> **PROBLEM STATEMENT**
Transcribe the material in full. Nothing should differ except that the pictures are left out.

> **Dataset records about object locations**
--*--
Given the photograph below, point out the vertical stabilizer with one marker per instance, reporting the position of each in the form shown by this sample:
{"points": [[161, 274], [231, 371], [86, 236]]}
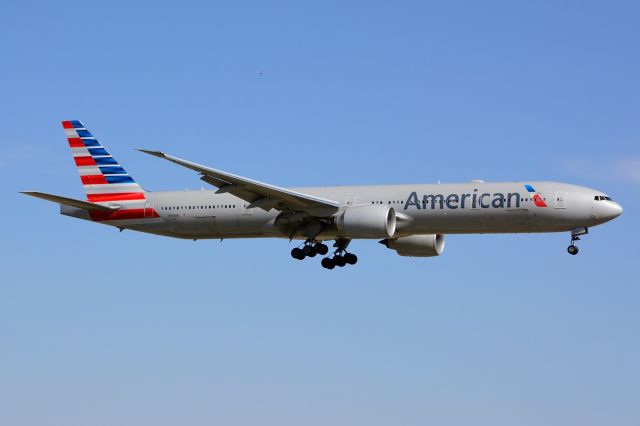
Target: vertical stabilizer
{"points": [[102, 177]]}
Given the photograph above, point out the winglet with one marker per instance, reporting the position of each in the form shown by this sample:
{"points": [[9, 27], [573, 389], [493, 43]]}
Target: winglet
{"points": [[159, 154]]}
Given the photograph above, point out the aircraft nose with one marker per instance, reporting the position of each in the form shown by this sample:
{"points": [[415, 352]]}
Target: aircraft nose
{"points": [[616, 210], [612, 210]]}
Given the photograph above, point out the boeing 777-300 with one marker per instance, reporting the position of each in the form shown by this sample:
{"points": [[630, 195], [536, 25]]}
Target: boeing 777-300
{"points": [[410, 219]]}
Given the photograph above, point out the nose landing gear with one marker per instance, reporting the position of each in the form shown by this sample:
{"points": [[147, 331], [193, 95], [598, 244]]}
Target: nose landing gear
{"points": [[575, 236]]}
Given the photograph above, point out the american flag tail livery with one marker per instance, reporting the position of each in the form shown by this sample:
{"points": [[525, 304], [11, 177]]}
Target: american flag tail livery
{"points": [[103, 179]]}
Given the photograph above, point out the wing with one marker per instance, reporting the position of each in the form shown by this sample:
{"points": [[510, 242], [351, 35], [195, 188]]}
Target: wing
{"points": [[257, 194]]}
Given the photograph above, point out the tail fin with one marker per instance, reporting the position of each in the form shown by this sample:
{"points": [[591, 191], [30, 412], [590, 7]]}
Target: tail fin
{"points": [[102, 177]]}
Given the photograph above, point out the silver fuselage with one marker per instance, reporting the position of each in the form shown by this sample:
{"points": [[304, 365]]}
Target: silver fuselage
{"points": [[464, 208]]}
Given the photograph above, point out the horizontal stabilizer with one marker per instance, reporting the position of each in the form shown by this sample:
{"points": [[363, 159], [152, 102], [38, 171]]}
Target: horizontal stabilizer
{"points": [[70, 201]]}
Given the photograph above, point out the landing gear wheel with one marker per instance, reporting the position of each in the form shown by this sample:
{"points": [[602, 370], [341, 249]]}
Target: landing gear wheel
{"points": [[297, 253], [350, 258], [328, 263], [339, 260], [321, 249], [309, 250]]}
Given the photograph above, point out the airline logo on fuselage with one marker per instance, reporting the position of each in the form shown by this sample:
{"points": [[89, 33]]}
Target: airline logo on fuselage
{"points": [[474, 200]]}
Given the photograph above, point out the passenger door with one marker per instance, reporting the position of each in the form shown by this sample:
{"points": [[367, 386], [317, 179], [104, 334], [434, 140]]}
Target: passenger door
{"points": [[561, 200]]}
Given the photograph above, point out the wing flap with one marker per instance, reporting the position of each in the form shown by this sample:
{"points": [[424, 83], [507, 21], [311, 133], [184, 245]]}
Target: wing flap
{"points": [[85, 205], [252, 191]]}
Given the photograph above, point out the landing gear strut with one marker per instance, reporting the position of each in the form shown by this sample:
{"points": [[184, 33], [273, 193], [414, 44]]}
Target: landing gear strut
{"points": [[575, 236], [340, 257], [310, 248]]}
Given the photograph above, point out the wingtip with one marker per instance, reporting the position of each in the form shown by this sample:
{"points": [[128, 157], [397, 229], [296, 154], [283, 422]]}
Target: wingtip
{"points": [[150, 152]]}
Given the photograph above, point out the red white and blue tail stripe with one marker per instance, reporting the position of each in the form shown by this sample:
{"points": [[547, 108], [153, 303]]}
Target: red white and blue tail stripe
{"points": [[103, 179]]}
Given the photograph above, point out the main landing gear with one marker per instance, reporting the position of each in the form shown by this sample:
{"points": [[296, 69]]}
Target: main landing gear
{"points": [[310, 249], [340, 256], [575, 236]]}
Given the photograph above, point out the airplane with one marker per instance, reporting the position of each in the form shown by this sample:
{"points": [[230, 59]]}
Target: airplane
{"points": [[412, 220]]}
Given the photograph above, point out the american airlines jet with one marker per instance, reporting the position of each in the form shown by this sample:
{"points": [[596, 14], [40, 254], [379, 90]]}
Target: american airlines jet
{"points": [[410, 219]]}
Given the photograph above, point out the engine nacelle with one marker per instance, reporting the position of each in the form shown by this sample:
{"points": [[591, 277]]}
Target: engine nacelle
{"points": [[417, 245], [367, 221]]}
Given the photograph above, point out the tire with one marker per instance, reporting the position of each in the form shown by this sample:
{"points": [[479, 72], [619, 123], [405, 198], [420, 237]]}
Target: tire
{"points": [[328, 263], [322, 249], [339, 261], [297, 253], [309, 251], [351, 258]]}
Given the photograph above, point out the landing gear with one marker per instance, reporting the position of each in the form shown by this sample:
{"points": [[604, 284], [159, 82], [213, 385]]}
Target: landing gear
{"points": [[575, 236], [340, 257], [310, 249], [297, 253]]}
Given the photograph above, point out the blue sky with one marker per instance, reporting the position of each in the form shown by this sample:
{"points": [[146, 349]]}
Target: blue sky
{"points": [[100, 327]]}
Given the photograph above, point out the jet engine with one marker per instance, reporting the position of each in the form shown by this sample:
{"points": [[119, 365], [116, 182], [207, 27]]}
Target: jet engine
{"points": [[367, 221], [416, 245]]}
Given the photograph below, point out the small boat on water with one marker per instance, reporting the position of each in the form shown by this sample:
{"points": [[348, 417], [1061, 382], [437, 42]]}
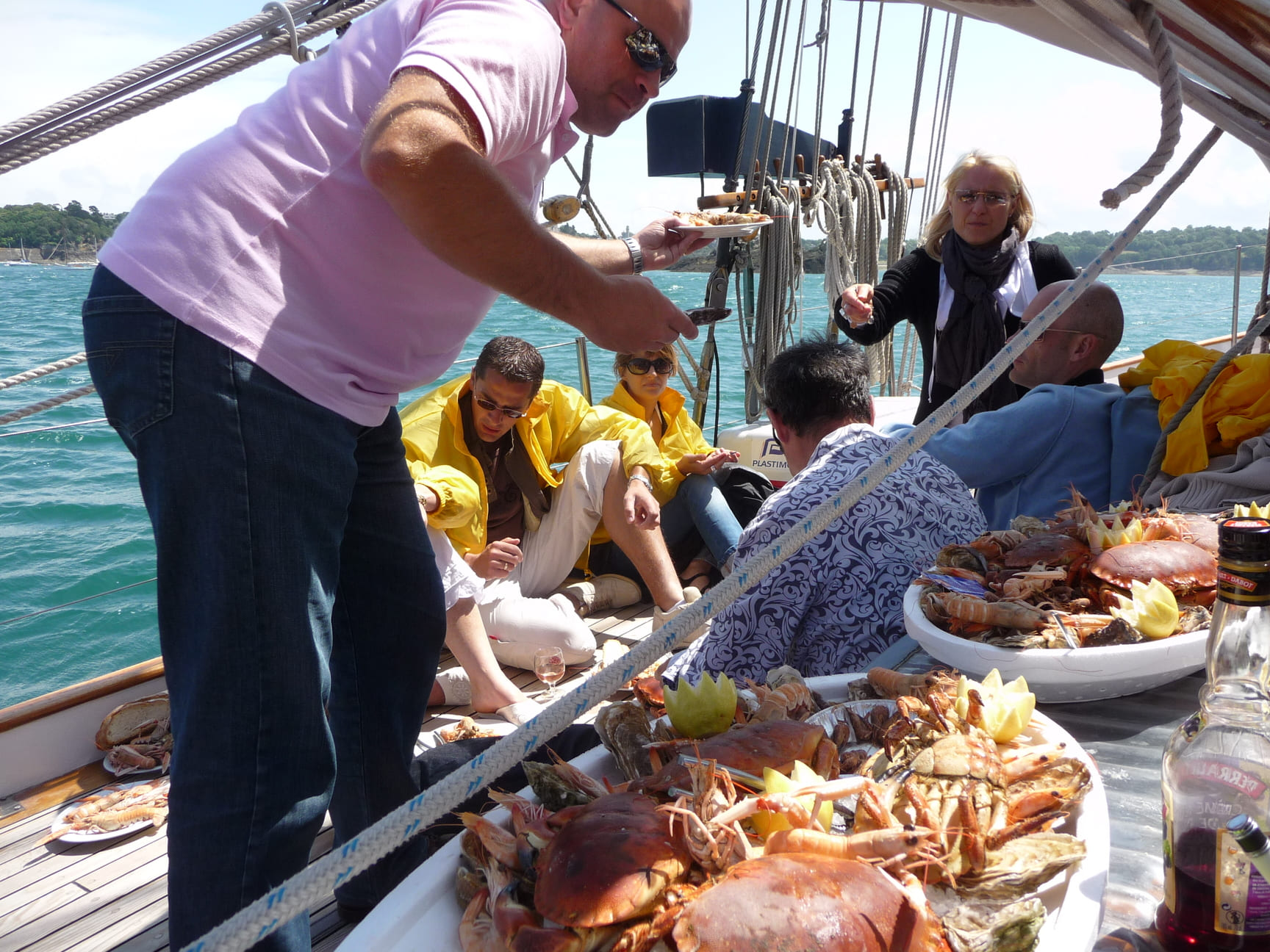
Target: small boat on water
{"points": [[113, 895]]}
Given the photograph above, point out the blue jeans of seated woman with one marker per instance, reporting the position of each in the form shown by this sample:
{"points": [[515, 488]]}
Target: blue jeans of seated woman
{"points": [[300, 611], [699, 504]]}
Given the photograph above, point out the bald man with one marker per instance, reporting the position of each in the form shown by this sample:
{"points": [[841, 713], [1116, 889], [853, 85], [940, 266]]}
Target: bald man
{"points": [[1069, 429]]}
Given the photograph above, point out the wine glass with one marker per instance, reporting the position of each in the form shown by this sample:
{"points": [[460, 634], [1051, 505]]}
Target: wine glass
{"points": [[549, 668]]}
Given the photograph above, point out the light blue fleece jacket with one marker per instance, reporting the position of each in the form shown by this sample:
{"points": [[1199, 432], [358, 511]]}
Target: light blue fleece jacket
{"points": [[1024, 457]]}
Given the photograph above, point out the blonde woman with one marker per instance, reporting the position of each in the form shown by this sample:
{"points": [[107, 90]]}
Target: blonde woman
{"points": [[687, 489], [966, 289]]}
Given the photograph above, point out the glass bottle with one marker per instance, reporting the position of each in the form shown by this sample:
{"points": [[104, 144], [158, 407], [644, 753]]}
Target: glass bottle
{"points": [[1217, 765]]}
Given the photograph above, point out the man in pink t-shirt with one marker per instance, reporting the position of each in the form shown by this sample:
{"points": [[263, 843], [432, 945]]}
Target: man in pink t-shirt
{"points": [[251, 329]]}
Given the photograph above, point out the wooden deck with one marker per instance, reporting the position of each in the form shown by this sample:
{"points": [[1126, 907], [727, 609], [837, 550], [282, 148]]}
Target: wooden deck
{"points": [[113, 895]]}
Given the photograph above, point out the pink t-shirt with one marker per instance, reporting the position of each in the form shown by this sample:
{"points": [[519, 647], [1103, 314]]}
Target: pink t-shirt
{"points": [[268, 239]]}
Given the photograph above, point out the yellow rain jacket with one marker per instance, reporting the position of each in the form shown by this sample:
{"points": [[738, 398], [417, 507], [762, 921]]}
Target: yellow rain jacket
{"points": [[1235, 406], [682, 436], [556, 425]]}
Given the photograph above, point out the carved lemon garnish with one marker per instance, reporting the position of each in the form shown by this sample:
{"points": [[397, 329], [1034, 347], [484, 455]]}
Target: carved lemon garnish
--*--
> **RESULT FOR THIS EXERCISE**
Given the photograph below, point out the vertical stabilizer with one marker per instance, reporting the position of each in the form shown by this sample:
{"points": [[161, 274], [231, 371], [86, 236]]}
Target: vertical stabilizer
{"points": [[102, 177]]}
Given the photograph above, point out the winglet with one marker per instance, reporting the position of each in the form shown by this sample:
{"points": [[9, 27], [573, 389], [493, 43]]}
Target: winglet
{"points": [[159, 154]]}
Given the photograph above, point out the aircraft nose with one marker per instance, reporting the position of each in the form shown by this sample:
{"points": [[415, 352]]}
Target: aircraft nose
{"points": [[616, 210], [612, 210]]}
Given the photograph above, point out the boeing 777-300 with one marker per instance, reporting the position of each in the form shown by this sample:
{"points": [[630, 195], [536, 25]]}
Target: boeing 777-300
{"points": [[410, 219]]}
Given the photograph above, point out the nose landing gear with one marker per instance, reporting the position of each in the form shown by this sample:
{"points": [[147, 331], [193, 95], [598, 244]]}
Target: nose landing gear
{"points": [[575, 236]]}
Given the photograph above, point out the american flag tail livery with one marker per instance, reporting the position of each in the form shown by this sample:
{"points": [[525, 304], [11, 177]]}
Target: american flag tail livery
{"points": [[103, 179]]}
Given the photograph above, point out the wing with one marker per instance, reporting the position of each in the form shown by this sample:
{"points": [[510, 242], [351, 35], [195, 188]]}
Target: wing
{"points": [[257, 194]]}
Given the photograph above, point out the tail fin with one marker per instance, reporting the position of each in the form shown by this sample:
{"points": [[591, 191], [30, 412], [590, 7]]}
Target: tail fin
{"points": [[102, 177]]}
Given the photograph above, point out the silver fuselage with one marker per instance, reporting the position of each in the form shown by this sample:
{"points": [[304, 365]]}
Target: silver fuselage
{"points": [[464, 208]]}
Given the photograph above, point out the horizontal stabilizer with one marker per instance, reporting the position of each in the form shown by this sample:
{"points": [[363, 159], [152, 102], [38, 171]]}
Target: horizontal stabilizer
{"points": [[70, 201]]}
Given the photograph above, point out the landing gear wheel with one marker per instance, reporting the position of each in the form shown by this sample:
{"points": [[602, 370], [341, 249]]}
Target: landing gear wheel
{"points": [[297, 253], [350, 258], [328, 263], [339, 260], [321, 249], [309, 250]]}
Given the photograph above, point out the airline logo on fuselage with one marker per instance, reporting the position of each in the form shown by this sample:
{"points": [[89, 33]]}
Target: airline logo on fuselage
{"points": [[474, 200]]}
Given the photograph above, point out the passenger door with one marker per instance, reporting the position of each in the form shown by this sample:
{"points": [[367, 386], [317, 179], [104, 334], [434, 140]]}
Target: passenger door
{"points": [[561, 200]]}
Given the photograph above, point out the wing flap with one marker per instance, reporting the position of each in the form shown by this sample:
{"points": [[424, 83], [507, 21], [311, 133], [184, 245]]}
Target: wing flap
{"points": [[85, 205], [252, 191]]}
Given the photograph above, point out the landing gear strut with one marker per instance, reporting the position of each in the form shown by this sample:
{"points": [[184, 33], [273, 193], [414, 44]]}
Target: landing gear strut
{"points": [[575, 236], [340, 257], [310, 248]]}
Given the photograph above, point out the wingtip with one marker per instance, reporting the position of each in the form shown by this sample:
{"points": [[128, 157], [397, 229], [296, 154], [283, 422]]}
Target: wingtip
{"points": [[150, 152]]}
Given the photograph above, point out the red white and blue tail stripe with one marker per instance, reporting the position of each in the form shown by this sample:
{"points": [[547, 108], [153, 303]]}
Target: red white and blue tail stripe
{"points": [[103, 179]]}
Given the photograph above, point out the main landing gear with one marker per instance, reporting the position of each in the form shown by this sample:
{"points": [[296, 69]]}
Target: main landing gear
{"points": [[310, 249], [340, 256], [575, 236]]}
Given the photograph above, point out the airplane with one marker per instance, reporting the position of each in the form shown by this sample:
{"points": [[230, 59]]}
Target: airplane
{"points": [[412, 220]]}
Given the photograph above, point out the american airlines jet with one marker per instance, reporting the position of each in the form shown by this sample:
{"points": [[596, 14], [40, 254], [379, 90]]}
Target: american airlines jet
{"points": [[410, 219]]}
Given the photograph above, point out the engine nacelle with one marker per instance, reporting the position of each in the form shown by this sample:
{"points": [[591, 277]]}
Target: engine nacelle
{"points": [[417, 245], [367, 221]]}
Given the photograph above, point out the tire with one marker per instance, reporting the position of each in the form shown by this sample:
{"points": [[479, 72], [619, 123], [405, 198], [420, 237]]}
Target: tire
{"points": [[328, 263], [322, 249], [339, 261], [297, 253], [309, 251], [351, 258]]}
Given the photograph above, point out the landing gear with one marker per instance, reporting the position of each in the form shown by this sample:
{"points": [[604, 284], [159, 82], [213, 385]]}
Target: landing gear
{"points": [[575, 236], [340, 257], [310, 249], [297, 253]]}
Given the photograph above, point out the blue sky with one marker per instance, reporting the position of each in the form shown by this sample:
{"points": [[146, 349]]}
Target: blue sky
{"points": [[100, 327]]}
Given the photograph above, point out the jet engine with one marker per instance, reporting the position of each in the form shown by this sample:
{"points": [[119, 365], [116, 182], [207, 27]]}
Target: jet engine
{"points": [[367, 221], [416, 245]]}
Given the photograph below, point out the small boat on water with one marker per instance, reporting the position of each in the form shown by this sample:
{"points": [[348, 417], [1061, 382], [437, 42]]}
Target: small boat on water
{"points": [[113, 895]]}
Given the photograph above, point out the blue jeans of seated woman with one marker per instance, reporting the position of each in the form shown by this sample:
{"points": [[515, 488]]}
Target: blue jeans of seated woman
{"points": [[300, 611], [699, 504]]}
Given the photograph above, point out the bald man with one marker per instance, reporting the position of each in the form shown by this sample:
{"points": [[841, 713], [1116, 889], [853, 85], [940, 266]]}
Target: bald man
{"points": [[1069, 429]]}
Given the photograph above, point out the wine glass with one marker per instance, reporting the position of each in the form shown by this sample:
{"points": [[460, 634], [1051, 505]]}
Target: wine glass
{"points": [[549, 668]]}
Given the photograph above, point out the light blue fleece jacket with one marker per instance, reporting the position of each in the form shown by this sample:
{"points": [[1199, 432], [358, 511]]}
Target: light blue fleece jacket
{"points": [[1024, 457]]}
Given the photograph above, point out the blonde woman with one marker per instance, reporting the position of each in the form shown by this sample:
{"points": [[107, 90]]}
Target: blonde woman
{"points": [[687, 489], [966, 289]]}
Given the photograph above, point out the glass bottle with one marker per instance, reporting the position of each in the form shown by this sample:
{"points": [[104, 144], [158, 407], [644, 753]]}
Target: glass bottle
{"points": [[1217, 765]]}
Given the photograph above, point out the man in pink t-shirt with one marker per instance, reporting the position of each in the form shown by this sample:
{"points": [[263, 843], [432, 945]]}
Target: man in pink t-shirt
{"points": [[251, 329]]}
Given the photograph above, point out the wooden deck with one marker per instance, reporting the position of each in the form shown by this sample:
{"points": [[1126, 907], [727, 609], [837, 550], [282, 148]]}
Target: wooden deck
{"points": [[113, 895]]}
Given the photograph above, point out the pink t-shirt with one marker per instance, reporting the position of each in the form shown by this sample:
{"points": [[519, 647], [1103, 314]]}
Target: pink t-shirt
{"points": [[268, 239]]}
Given the photograph above, point out the yellow rain jacket with one marker per instance, reporting the position of each in the form shown by this sample:
{"points": [[738, 398], [417, 507], [762, 921]]}
Target: yellow rain jacket
{"points": [[1235, 406], [682, 436], [556, 425]]}
Given the photograph above, point out the carved lemon garnish with one marker per instance, reporting the position of each in the form shown by this sample:
{"points": [[397, 329], [1034, 347], [484, 455]]}
Target: carved lemon garnish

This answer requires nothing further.